** start **

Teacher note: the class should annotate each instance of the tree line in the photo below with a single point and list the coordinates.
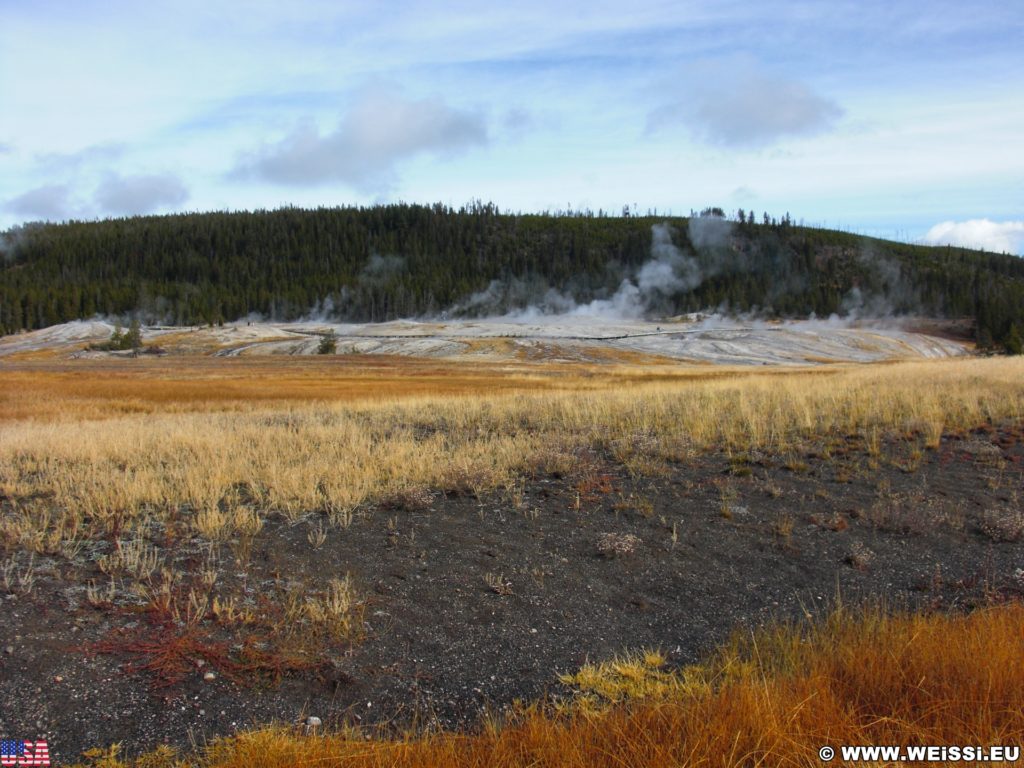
(388, 261)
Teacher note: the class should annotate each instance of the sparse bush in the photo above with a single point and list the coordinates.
(859, 556)
(329, 343)
(617, 545)
(1003, 524)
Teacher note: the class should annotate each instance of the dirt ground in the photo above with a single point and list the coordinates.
(470, 604)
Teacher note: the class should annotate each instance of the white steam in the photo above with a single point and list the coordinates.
(669, 271)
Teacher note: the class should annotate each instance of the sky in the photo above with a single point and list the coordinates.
(895, 119)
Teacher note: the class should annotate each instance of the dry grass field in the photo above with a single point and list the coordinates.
(92, 450)
(152, 492)
(769, 699)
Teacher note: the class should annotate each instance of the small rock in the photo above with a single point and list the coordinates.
(617, 545)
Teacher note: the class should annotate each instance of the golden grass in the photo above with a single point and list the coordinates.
(772, 699)
(281, 448)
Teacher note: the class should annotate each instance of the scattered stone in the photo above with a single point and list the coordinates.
(617, 545)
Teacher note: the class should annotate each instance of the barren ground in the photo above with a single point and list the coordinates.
(724, 544)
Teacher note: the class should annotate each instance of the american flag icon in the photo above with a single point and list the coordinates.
(17, 752)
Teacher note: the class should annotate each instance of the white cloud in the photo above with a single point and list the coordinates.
(381, 129)
(139, 194)
(734, 103)
(50, 202)
(1000, 237)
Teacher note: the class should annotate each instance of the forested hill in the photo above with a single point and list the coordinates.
(407, 260)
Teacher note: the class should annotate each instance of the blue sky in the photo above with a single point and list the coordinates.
(896, 119)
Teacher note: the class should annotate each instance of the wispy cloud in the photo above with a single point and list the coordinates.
(50, 202)
(380, 130)
(140, 194)
(736, 103)
(1001, 237)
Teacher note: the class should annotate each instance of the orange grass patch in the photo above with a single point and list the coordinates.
(95, 389)
(772, 699)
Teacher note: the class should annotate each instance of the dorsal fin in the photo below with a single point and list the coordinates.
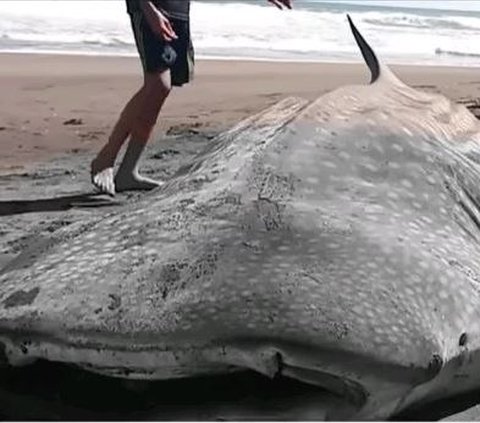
(377, 70)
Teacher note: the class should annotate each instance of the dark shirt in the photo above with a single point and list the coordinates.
(177, 9)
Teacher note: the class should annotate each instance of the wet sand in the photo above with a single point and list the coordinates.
(56, 111)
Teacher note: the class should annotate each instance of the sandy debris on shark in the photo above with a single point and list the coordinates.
(333, 242)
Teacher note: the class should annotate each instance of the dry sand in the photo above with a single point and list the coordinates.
(44, 161)
(41, 92)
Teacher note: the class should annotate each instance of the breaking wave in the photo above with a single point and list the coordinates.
(314, 31)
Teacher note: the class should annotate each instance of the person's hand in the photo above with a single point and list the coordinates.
(282, 3)
(158, 22)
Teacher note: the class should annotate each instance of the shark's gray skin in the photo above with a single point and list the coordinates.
(334, 242)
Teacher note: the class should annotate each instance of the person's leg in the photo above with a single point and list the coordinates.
(102, 165)
(156, 88)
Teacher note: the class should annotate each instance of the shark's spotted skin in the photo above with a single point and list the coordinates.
(335, 242)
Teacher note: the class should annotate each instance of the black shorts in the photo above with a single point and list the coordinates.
(157, 54)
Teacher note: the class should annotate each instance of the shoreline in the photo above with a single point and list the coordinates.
(46, 91)
(248, 59)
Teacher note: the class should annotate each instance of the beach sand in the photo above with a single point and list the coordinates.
(56, 112)
(42, 92)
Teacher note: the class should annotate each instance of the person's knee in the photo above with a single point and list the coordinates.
(158, 85)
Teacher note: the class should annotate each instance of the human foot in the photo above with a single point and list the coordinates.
(135, 182)
(102, 177)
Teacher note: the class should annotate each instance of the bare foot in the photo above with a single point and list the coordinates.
(135, 182)
(102, 178)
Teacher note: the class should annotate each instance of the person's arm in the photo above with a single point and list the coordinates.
(157, 21)
(282, 3)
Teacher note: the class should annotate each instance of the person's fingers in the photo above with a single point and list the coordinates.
(168, 29)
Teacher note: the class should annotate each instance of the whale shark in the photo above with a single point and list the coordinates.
(332, 242)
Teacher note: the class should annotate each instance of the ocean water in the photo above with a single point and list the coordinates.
(314, 31)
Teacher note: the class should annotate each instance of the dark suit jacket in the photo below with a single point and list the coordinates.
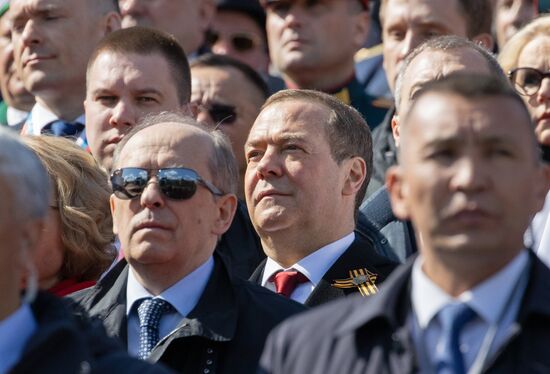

** end **

▶ [Exercise] Starting at the line containing "of the ocean" and running through the end of the lines, switch "annotate" to "mark", keeping everything else unchanged. Omit the pictures from your output.

▶ [Result]
Teacher note: the class should mark each instance of the ocean water in the photo above with a single point and list the coordinates.
(314, 31)
Teacher note: the class should mark each instance of the dark suit jacket in the photo below with a single point and list the coordinates.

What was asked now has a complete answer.